Gib aus dem Forenbeitrag zur Rolle der Wiederauferstehung den Abschnitt wortgetreu wieder, beginnend bei „Im Moment führen“ und endend bei „für seine Mühe.“.
:: ZITIERTER TEXT
# Suche 3 x Rolle der Wiederauferstehung!



## Hotte-Motte (12. März 2012)

BIETE/N RDA 


Bitte vorher ganz genau lesen.


Aloha,

Wir bieten für unsere Gilden Member aktuell 3 x Die Rolle der wiederauferstehung an. 
Im Moment führen wir 5 Raid´s die Woche + 1 Feuerlande Legendäry Farm Raid. Ein Server Trans ist gerne gesehen, da wir noch Tank´s und Heiler suchen. (Mangelware auf unserem Server)
Als kleines Dankeschön bekommt jeder erfolgreicher Trans natürlich einen "Lohn" für seine Mühe. 
Gildenbeitritt erwünscht, erfahrung vom vorteil, aber kein muss.


Wir Bieten RDA an und wollen das Mount haben. Wir wollen nicht wieder neu anfangen!!!!!
Deswegen suchen wir alte Spieler. 
Das heist das wir eure Battle.net adresse brauchen, damit WIR die einladung raus schicken können. 

PN mit Email Adresse an mich und ich schicke euch eine Einladung. 

Für weitere Infos stehe ich gerne zur verfügung.


Edit: Aktuell 6 x gesucht


----------



## supermausy1 (12. März 2012)
::::
:: AUFGEFÜHRTE EINTRÄGE
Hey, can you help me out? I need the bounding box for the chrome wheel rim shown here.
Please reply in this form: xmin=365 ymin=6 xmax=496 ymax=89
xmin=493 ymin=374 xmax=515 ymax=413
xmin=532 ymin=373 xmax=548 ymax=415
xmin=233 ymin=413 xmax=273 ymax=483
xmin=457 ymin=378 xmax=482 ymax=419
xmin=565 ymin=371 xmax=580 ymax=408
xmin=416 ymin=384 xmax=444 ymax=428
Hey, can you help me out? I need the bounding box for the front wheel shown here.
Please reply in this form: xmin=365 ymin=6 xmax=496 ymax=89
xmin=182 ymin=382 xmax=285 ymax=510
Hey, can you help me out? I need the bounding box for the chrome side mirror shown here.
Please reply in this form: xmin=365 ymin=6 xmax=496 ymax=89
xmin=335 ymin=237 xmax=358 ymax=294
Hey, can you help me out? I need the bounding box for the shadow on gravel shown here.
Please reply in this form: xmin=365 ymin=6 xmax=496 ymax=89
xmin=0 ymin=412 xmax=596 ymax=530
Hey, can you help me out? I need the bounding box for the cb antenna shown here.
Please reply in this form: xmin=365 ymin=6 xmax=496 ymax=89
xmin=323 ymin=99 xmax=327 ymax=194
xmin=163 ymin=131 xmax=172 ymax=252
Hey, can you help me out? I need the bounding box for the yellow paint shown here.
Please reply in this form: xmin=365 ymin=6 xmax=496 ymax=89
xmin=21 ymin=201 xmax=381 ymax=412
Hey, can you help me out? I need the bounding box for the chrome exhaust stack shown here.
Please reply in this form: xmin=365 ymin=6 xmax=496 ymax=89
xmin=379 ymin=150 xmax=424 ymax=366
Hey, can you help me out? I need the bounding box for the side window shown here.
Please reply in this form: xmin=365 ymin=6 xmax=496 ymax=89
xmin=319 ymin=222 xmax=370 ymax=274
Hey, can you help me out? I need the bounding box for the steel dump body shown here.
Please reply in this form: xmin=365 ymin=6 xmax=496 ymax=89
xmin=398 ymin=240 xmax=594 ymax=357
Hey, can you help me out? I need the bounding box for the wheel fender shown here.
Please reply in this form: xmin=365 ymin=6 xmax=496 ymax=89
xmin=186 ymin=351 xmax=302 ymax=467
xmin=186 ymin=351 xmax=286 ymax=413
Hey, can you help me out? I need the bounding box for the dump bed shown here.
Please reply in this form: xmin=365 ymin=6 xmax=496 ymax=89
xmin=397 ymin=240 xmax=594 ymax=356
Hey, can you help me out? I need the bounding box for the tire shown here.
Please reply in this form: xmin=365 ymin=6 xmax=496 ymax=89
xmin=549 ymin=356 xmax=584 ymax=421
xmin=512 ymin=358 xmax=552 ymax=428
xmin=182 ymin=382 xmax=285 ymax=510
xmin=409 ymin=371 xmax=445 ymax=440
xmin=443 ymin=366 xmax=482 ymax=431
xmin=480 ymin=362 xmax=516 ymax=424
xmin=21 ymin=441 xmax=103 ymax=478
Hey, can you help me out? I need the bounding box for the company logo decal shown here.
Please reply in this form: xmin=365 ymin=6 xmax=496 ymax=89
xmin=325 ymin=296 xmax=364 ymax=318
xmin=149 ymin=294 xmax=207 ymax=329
::::
**SCHRIFTLICHE ANTWORT**
Im Moment führen wir 5 Raid´s die Woche + 1 Feuerlande Legendäry Farm Raid. Ein Server Trans ist gerne gesehen, da wir noch Tank´s und Heiler suchen. (Mangelware auf unserem Server)
Als kleines Dankeschön bekommt jeder erfolgreicher Trans natürlich einen "Lohn" für seine Mühe.